▶ _Directions_: Pull out each line of the material below that contains the word "stainless".

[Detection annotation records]
<<<<

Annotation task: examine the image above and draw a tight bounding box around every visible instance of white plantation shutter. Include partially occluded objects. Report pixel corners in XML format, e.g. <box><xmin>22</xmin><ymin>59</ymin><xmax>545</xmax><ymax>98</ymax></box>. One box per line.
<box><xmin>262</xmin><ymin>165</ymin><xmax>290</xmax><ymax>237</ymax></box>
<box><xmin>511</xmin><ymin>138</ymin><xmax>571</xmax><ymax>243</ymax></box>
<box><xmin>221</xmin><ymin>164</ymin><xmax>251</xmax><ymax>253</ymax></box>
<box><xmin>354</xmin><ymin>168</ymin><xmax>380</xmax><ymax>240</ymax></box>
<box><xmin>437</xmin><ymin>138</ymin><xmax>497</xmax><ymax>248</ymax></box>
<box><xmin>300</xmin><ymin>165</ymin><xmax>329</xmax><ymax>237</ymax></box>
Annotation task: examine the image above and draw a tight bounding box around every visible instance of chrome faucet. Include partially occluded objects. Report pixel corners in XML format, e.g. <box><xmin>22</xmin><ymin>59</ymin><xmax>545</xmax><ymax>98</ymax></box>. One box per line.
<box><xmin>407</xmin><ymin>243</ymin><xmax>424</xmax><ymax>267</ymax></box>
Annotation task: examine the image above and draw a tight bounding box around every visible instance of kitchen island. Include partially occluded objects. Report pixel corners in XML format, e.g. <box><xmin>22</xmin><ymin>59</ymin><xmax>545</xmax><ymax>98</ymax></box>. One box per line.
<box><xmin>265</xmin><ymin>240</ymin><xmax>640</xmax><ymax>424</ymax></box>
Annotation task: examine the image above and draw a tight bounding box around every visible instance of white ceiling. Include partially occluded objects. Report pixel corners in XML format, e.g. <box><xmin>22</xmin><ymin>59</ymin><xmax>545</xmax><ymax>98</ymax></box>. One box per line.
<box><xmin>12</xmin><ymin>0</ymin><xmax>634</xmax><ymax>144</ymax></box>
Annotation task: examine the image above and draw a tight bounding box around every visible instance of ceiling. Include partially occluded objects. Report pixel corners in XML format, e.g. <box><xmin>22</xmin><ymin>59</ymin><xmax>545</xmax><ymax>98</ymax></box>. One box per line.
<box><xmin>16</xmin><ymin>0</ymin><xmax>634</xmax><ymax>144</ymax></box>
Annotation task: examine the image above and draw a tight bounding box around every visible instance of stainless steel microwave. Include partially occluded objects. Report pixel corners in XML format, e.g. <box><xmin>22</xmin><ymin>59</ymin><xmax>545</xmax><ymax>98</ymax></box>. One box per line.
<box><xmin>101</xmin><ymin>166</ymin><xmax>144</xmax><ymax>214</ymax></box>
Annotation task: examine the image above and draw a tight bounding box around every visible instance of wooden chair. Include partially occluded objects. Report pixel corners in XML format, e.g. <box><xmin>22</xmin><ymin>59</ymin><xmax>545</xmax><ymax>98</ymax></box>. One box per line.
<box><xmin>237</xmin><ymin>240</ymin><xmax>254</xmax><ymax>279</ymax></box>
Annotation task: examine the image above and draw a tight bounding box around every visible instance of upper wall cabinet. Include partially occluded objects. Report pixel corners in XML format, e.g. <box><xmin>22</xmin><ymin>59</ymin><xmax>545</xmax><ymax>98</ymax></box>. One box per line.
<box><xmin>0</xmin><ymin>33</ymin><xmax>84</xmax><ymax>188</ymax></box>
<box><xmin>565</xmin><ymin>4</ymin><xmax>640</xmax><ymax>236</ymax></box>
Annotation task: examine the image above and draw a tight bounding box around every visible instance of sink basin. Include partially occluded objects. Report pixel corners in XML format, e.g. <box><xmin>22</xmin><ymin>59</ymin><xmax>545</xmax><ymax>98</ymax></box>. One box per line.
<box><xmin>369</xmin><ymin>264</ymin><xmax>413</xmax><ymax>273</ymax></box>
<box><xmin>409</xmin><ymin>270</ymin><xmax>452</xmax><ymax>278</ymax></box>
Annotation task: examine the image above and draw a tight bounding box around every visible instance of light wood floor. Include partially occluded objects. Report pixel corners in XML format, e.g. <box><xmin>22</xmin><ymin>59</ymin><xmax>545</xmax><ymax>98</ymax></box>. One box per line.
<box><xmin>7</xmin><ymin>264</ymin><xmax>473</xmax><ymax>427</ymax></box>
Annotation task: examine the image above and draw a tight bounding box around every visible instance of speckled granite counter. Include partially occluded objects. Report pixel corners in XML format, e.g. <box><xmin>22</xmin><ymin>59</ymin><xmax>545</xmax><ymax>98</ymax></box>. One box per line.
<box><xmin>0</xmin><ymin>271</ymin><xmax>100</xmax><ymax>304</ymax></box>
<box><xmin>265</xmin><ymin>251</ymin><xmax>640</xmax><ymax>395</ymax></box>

>>>>

▶ _Task result_:
Annotation task: examine the image above and draw a tight bounding box around every visible instance of stainless steel microwave. Include partially occluded objects. Report pixel corners in XML format, e.g. <box><xmin>22</xmin><ymin>59</ymin><xmax>545</xmax><ymax>98</ymax></box>. One box per line.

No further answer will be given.